>> begin Data listing

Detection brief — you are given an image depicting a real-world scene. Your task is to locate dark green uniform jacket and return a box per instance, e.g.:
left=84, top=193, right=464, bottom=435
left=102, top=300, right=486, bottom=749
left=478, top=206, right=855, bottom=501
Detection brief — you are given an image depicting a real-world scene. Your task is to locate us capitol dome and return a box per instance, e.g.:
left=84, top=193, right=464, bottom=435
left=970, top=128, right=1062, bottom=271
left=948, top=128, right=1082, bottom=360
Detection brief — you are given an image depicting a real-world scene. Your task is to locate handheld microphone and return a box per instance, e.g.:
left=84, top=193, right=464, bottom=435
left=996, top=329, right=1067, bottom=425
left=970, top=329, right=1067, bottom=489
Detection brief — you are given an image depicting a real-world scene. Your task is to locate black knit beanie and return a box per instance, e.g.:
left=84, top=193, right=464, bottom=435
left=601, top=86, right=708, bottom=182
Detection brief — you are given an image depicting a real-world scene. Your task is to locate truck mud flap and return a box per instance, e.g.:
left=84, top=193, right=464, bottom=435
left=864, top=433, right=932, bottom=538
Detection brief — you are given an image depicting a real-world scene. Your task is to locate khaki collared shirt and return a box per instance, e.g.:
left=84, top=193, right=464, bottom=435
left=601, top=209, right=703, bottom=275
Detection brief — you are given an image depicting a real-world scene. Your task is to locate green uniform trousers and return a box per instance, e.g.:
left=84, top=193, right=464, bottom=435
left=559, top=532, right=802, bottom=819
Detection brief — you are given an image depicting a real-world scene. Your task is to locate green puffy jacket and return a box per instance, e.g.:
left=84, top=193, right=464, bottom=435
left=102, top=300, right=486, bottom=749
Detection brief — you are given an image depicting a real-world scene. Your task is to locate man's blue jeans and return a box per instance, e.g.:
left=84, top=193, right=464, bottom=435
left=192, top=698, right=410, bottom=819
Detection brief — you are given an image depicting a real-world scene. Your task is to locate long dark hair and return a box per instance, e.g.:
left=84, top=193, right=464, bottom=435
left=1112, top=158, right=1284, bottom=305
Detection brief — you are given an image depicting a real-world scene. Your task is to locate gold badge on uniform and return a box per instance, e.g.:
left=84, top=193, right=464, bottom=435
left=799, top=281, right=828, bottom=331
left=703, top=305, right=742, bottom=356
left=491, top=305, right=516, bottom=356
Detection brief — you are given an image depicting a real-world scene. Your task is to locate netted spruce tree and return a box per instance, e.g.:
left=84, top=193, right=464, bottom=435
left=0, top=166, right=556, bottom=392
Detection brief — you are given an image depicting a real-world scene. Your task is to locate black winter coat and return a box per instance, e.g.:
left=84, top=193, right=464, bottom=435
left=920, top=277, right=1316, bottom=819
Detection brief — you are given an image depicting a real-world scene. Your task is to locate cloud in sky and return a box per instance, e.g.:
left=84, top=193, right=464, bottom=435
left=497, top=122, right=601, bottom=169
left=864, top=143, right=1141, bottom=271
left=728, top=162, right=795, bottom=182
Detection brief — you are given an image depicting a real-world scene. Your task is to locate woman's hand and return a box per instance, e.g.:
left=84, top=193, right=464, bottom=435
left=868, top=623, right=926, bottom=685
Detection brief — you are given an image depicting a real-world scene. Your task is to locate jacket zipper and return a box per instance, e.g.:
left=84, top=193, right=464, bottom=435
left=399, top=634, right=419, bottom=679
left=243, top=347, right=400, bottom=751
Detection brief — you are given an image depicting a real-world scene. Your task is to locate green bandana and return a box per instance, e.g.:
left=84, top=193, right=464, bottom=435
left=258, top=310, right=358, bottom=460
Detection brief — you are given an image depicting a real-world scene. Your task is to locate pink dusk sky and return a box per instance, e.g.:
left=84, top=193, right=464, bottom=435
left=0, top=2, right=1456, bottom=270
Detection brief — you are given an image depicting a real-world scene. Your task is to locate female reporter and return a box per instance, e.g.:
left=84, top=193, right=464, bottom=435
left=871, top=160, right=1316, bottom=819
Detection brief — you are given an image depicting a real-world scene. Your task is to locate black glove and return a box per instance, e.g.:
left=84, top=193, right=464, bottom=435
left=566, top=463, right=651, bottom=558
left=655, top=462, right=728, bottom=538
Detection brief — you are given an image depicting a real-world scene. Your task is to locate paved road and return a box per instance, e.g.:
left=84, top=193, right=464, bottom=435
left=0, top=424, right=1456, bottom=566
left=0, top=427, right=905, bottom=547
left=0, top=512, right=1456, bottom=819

>> end Data listing

## Job
Copy out the entries word for word, covering the stretch from the line containing "locate green bandana" through the line containing "left=258, top=310, right=358, bottom=460".

## Full output
Detection brief — you are given an image depicting a real-world scene. Your task is to locate green bandana and return a box per instance, e.g.:
left=84, top=193, right=464, bottom=435
left=258, top=310, right=358, bottom=460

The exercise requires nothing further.